[Stored data entries]

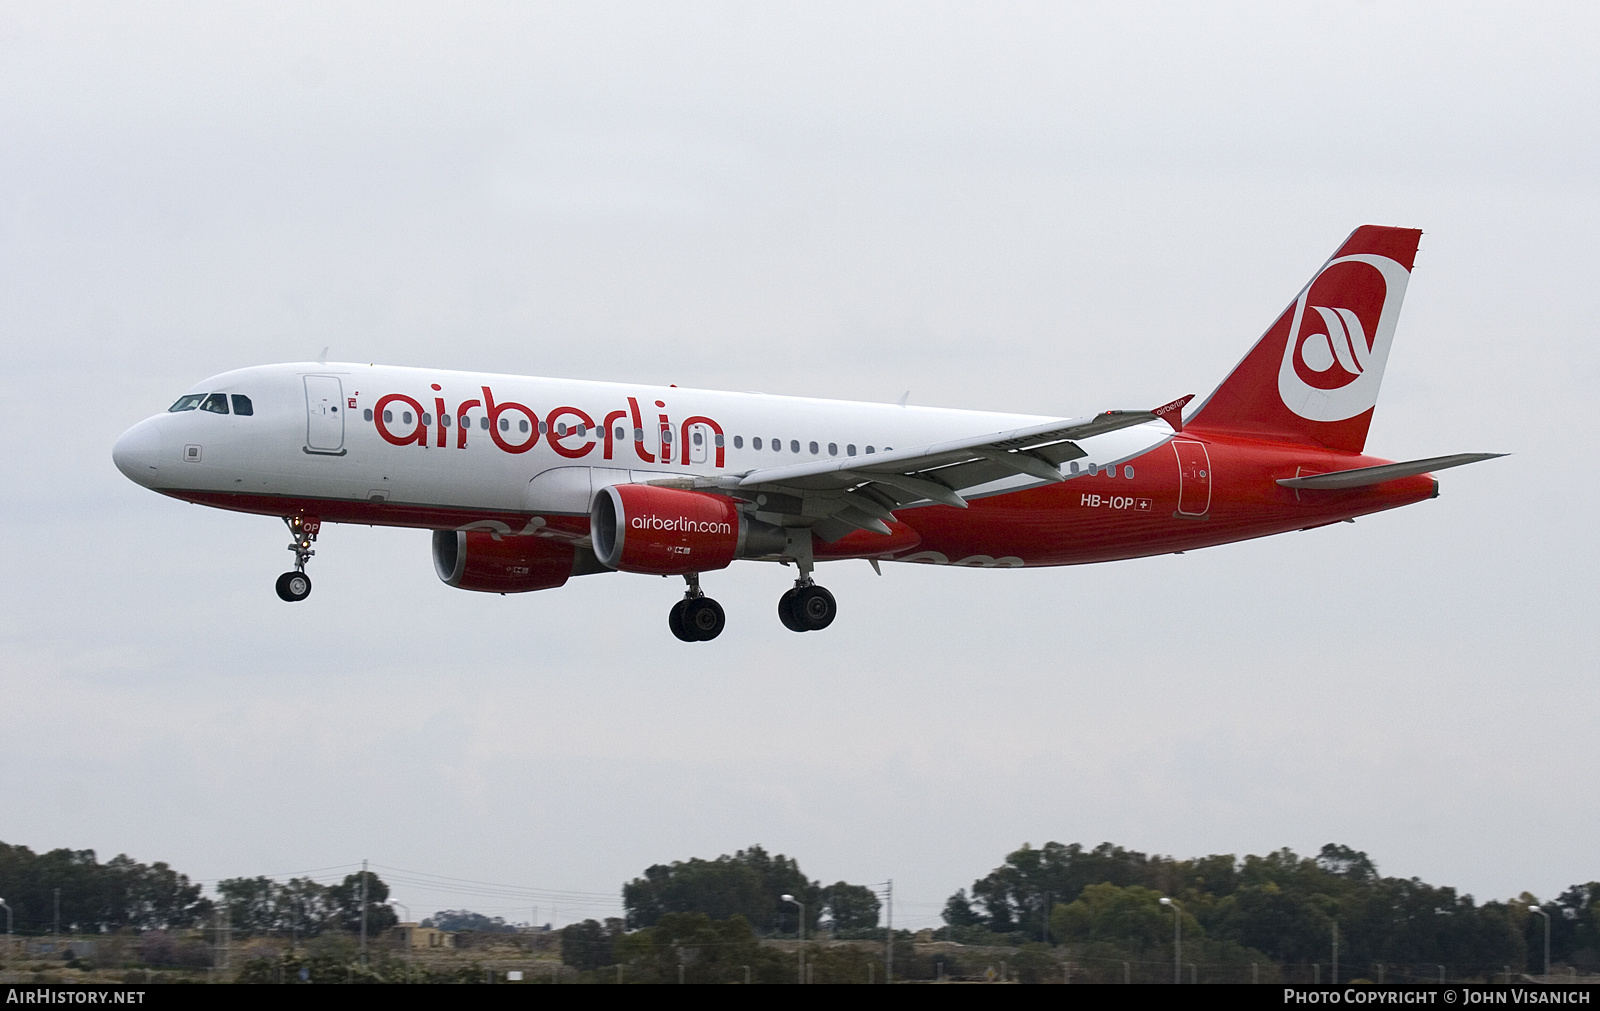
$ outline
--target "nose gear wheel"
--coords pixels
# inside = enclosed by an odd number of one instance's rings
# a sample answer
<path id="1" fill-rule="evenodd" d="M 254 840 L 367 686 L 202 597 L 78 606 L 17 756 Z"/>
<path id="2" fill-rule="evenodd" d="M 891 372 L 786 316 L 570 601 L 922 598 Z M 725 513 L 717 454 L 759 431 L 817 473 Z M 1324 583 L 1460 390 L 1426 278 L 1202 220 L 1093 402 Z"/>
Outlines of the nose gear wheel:
<path id="1" fill-rule="evenodd" d="M 285 572 L 278 577 L 278 596 L 295 603 L 311 596 L 311 577 L 304 572 Z"/>

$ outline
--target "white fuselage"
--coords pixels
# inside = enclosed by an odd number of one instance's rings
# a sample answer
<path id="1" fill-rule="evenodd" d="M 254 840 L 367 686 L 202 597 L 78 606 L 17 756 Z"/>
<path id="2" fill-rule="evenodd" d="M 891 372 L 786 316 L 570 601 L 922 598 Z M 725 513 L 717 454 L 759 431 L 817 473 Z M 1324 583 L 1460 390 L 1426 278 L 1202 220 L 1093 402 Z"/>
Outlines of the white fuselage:
<path id="1" fill-rule="evenodd" d="M 114 451 L 129 478 L 184 497 L 486 513 L 583 515 L 606 484 L 739 474 L 830 457 L 866 460 L 897 446 L 1053 420 L 346 363 L 239 369 L 197 383 L 190 393 L 222 394 L 229 412 L 167 412 L 135 425 Z M 251 414 L 231 409 L 235 395 L 249 398 Z M 1103 460 L 1114 461 L 1146 451 L 1165 434 L 1159 426 L 1141 427 L 1092 442 Z"/>

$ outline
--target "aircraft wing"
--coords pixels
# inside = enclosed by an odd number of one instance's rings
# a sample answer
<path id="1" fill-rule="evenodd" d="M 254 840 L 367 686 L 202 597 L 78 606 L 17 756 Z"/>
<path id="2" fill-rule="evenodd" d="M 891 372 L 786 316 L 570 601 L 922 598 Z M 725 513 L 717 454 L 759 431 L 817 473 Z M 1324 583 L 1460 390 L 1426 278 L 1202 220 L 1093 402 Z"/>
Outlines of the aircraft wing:
<path id="1" fill-rule="evenodd" d="M 1061 465 L 1087 455 L 1078 440 L 1156 420 L 1180 430 L 1182 408 L 1190 399 L 1149 411 L 1106 411 L 872 456 L 652 483 L 731 492 L 756 501 L 761 511 L 807 520 L 827 540 L 852 529 L 887 534 L 896 509 L 933 504 L 964 509 L 964 491 L 1017 475 L 1064 481 Z"/>

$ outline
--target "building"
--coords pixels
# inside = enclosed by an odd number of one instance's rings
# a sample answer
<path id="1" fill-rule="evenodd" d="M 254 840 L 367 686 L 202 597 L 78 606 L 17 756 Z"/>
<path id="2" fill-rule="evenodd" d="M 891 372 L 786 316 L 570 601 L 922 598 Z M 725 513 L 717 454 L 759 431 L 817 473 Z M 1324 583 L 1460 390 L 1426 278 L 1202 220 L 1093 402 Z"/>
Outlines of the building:
<path id="1" fill-rule="evenodd" d="M 435 930 L 415 923 L 401 923 L 394 928 L 395 936 L 403 948 L 454 948 L 456 935 L 450 930 Z"/>

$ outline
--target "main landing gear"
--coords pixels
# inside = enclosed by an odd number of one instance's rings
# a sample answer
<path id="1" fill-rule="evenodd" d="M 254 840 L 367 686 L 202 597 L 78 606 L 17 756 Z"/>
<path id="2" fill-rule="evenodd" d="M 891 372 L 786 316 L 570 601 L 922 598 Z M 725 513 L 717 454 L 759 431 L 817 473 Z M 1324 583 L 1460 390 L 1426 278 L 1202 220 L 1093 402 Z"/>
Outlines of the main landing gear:
<path id="1" fill-rule="evenodd" d="M 278 577 L 277 590 L 279 597 L 292 604 L 311 596 L 311 577 L 306 575 L 306 563 L 316 554 L 311 545 L 322 530 L 322 521 L 315 516 L 285 516 L 283 522 L 288 524 L 289 533 L 294 537 L 289 542 L 289 550 L 294 552 L 294 571 Z"/>
<path id="2" fill-rule="evenodd" d="M 800 567 L 800 578 L 778 598 L 778 620 L 791 632 L 820 632 L 838 617 L 839 605 L 833 594 L 811 581 L 809 553 L 795 562 Z"/>
<path id="3" fill-rule="evenodd" d="M 728 623 L 722 605 L 706 596 L 700 589 L 700 573 L 691 572 L 683 577 L 689 588 L 683 599 L 667 612 L 667 627 L 684 642 L 709 642 L 722 634 Z"/>

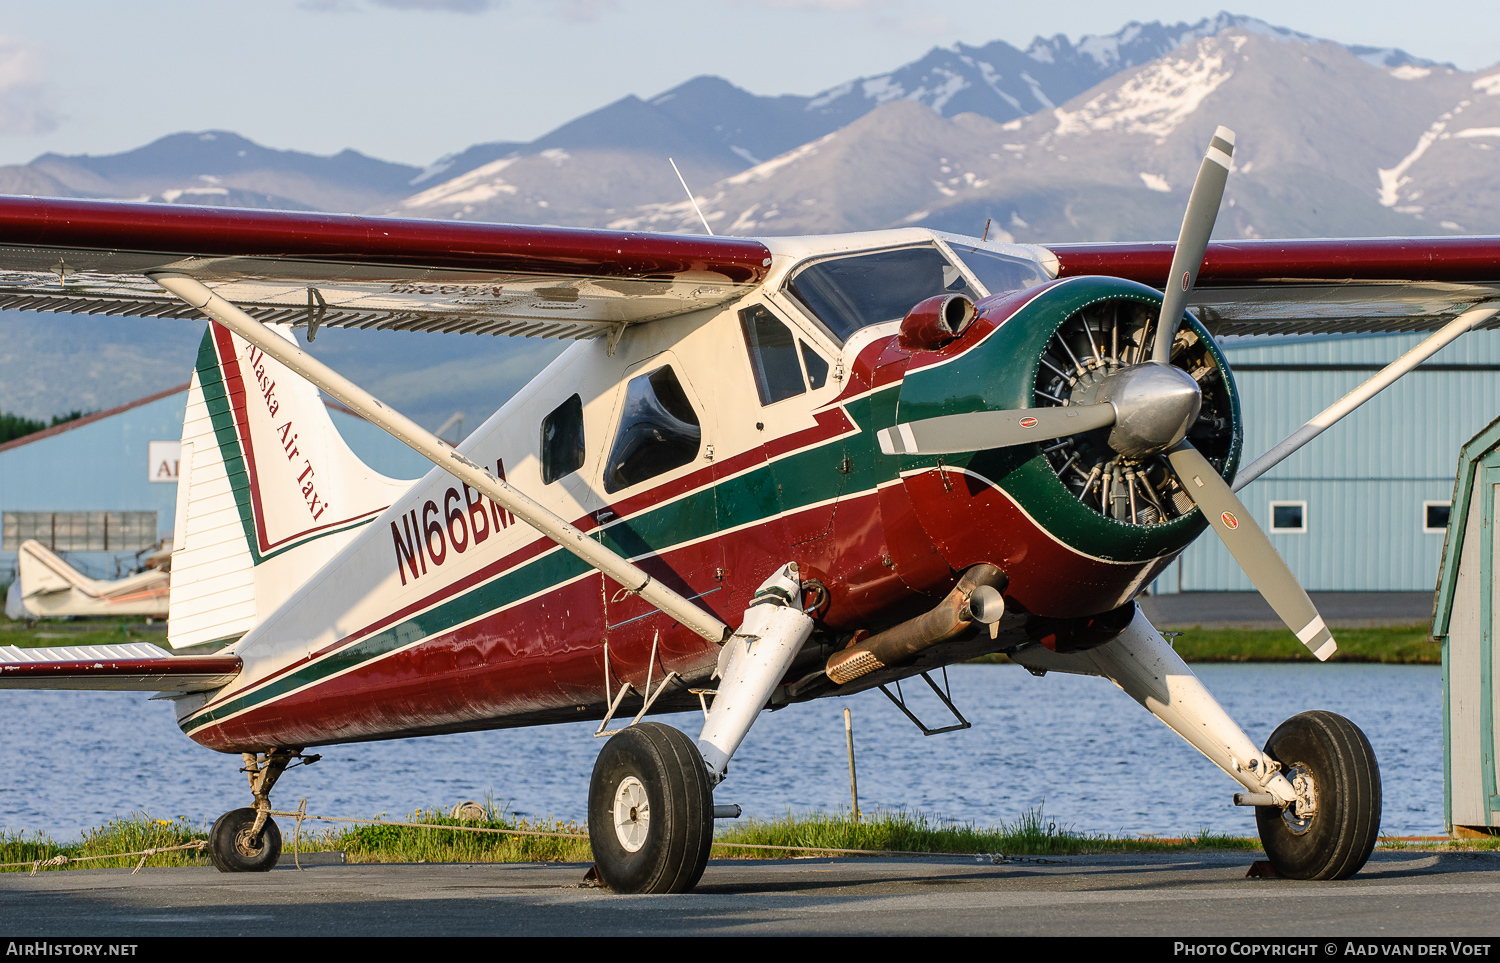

• [TASK DIRECTIONS]:
Exactly as given, transcribe every line of the data, but not its images.

• [OUTPUT]:
$ outline
--target "nose gear wheel"
--coords pixels
# inside = enclosed by an odd number of one instance's rings
# a sample answer
<path id="1" fill-rule="evenodd" d="M 254 840 L 367 686 L 202 597 L 78 606 L 17 756 Z"/>
<path id="2" fill-rule="evenodd" d="M 891 372 L 786 316 L 570 601 L 922 598 Z M 725 513 L 717 454 L 759 431 L 817 473 Z M 1324 583 L 1460 390 L 1426 278 L 1202 220 L 1093 402 Z"/>
Outlines of the nose gear wheel:
<path id="1" fill-rule="evenodd" d="M 285 572 L 278 577 L 278 596 L 295 603 L 311 596 L 311 577 L 304 572 Z"/>

$ outline
--target "white fuselage"
--coords pixels
# inside = enclosed by an odd number of one instance's rings
# a sample answer
<path id="1" fill-rule="evenodd" d="M 254 840 L 367 686 L 202 597 L 78 606 L 17 756 Z"/>
<path id="2" fill-rule="evenodd" d="M 891 372 L 786 316 L 570 601 L 922 598 Z M 725 513 L 717 454 L 759 431 L 817 473 Z M 1324 583 L 1460 390 L 1426 278 L 1202 220 L 1093 402 Z"/>
Outlines of the white fuselage:
<path id="1" fill-rule="evenodd" d="M 114 451 L 129 478 L 184 497 L 486 513 L 583 515 L 606 484 L 739 474 L 830 457 L 866 460 L 897 446 L 1053 420 L 346 363 L 239 369 L 197 383 L 190 393 L 222 394 L 229 412 L 167 412 L 135 425 Z M 251 414 L 231 409 L 235 395 L 249 398 Z M 1103 460 L 1114 461 L 1146 451 L 1165 434 L 1159 426 L 1141 427 L 1092 442 Z"/>

$ outline
--target "aircraft wing"
--coords pixels
# inside = enclosed by an odd number of one instance's rings
# a sample answer
<path id="1" fill-rule="evenodd" d="M 254 840 L 367 686 L 202 597 L 78 606 L 17 756 Z"/>
<path id="2" fill-rule="evenodd" d="M 891 372 L 786 316 L 570 601 L 922 598 Z M 725 513 L 717 454 L 759 431 L 817 473 Z M 1324 583 L 1460 390 L 1426 278 L 1202 220 L 1093 402 Z"/>
Outlines of the aircraft wing:
<path id="1" fill-rule="evenodd" d="M 1061 465 L 1087 455 L 1078 440 L 1156 420 L 1180 430 L 1182 408 L 1190 399 L 1149 411 L 1106 411 L 872 456 L 652 483 L 731 492 L 756 501 L 761 511 L 807 520 L 827 540 L 852 529 L 887 534 L 896 509 L 933 504 L 964 509 L 964 491 L 1017 475 L 1064 481 Z"/>

$ outline
--target "building"
--coords pixels
# inside = enclosed by an odd number of one instance's rings
# a sample answer
<path id="1" fill-rule="evenodd" d="M 254 840 L 367 686 L 202 597 L 78 606 L 17 756 Z"/>
<path id="2" fill-rule="evenodd" d="M 891 372 L 786 316 L 570 601 L 922 598 Z M 725 513 L 717 454 L 759 431 L 817 473 Z M 1324 583 L 1460 390 L 1426 278 L 1202 220 L 1093 402 Z"/>
Outlines of the building:
<path id="1" fill-rule="evenodd" d="M 435 930 L 415 923 L 401 923 L 394 928 L 395 936 L 403 948 L 454 948 L 456 935 L 450 930 Z"/>

$ outline
--target "main landing gear"
--coords pixels
# inside = enclosed by an odd number of one instance's rings
# a sample answer
<path id="1" fill-rule="evenodd" d="M 254 840 L 367 686 L 202 597 L 78 606 L 17 756 Z"/>
<path id="2" fill-rule="evenodd" d="M 891 372 L 786 316 L 570 601 L 922 598 Z M 725 513 L 717 454 L 759 431 L 817 473 Z M 1324 583 L 1460 390 L 1426 278 L 1202 220 L 1093 402 Z"/>
Outlines of the main landing gear:
<path id="1" fill-rule="evenodd" d="M 278 577 L 277 590 L 279 597 L 292 604 L 311 596 L 311 577 L 306 575 L 306 563 L 316 554 L 311 545 L 322 530 L 322 521 L 315 516 L 285 516 L 283 522 L 288 524 L 289 533 L 294 537 L 289 542 L 289 550 L 294 552 L 294 571 Z"/>
<path id="2" fill-rule="evenodd" d="M 800 567 L 800 578 L 778 598 L 778 620 L 791 632 L 820 632 L 838 617 L 839 605 L 833 594 L 811 581 L 809 553 L 795 562 Z"/>
<path id="3" fill-rule="evenodd" d="M 728 623 L 722 605 L 706 596 L 700 589 L 700 573 L 691 572 L 683 577 L 689 588 L 683 599 L 667 612 L 667 627 L 684 642 L 709 642 L 722 634 Z"/>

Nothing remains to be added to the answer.